*Input rows*:

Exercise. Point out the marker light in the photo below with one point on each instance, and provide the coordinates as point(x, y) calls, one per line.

---

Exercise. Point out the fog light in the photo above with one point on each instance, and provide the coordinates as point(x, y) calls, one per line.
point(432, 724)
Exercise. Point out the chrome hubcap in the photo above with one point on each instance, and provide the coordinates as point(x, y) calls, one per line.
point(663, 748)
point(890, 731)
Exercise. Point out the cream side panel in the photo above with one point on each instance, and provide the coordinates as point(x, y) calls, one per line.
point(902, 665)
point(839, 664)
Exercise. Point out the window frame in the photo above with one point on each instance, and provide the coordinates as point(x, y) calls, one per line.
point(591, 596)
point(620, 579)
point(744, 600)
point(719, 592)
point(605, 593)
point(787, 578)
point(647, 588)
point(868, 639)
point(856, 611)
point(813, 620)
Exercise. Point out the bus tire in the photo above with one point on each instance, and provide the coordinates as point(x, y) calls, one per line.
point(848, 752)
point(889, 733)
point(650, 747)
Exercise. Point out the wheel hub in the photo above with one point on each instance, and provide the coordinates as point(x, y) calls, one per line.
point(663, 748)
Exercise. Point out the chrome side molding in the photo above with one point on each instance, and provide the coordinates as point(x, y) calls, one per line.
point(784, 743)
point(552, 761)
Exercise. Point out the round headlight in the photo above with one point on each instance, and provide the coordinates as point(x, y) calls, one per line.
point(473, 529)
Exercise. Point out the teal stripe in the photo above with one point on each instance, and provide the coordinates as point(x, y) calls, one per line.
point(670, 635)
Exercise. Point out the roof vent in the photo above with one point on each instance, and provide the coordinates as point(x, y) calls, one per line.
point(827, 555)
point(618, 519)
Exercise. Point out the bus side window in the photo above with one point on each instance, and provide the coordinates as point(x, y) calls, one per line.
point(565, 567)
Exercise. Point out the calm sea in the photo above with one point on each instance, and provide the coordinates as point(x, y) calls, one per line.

*What the exercise asks*:
Repeat verbatim the part of the records that opens with the line containing "Exercise. Point out the wheel" and closes with the line containing "point(670, 635)". Include both of those lines.

*Result below*:
Exercise. Point out the wheel hub in the photo above with one point on each instance, and provide the coordinates as point(x, y) calls, one per line.
point(663, 748)
Exercise. Point out the chrome side molding in the photo above with one point on each instance, and provide the coordinates as point(x, y) calls, one per line.
point(784, 743)
point(552, 761)
Exercise. Point out the round headlight in the photo above with one point on each instance, and provide the coordinates as point(x, y) calls, one per line.
point(473, 529)
Exercise. Point out the teal stripe in the photo above with one point on each instance, and provide the coordinates as point(x, y) calls, one per line.
point(670, 635)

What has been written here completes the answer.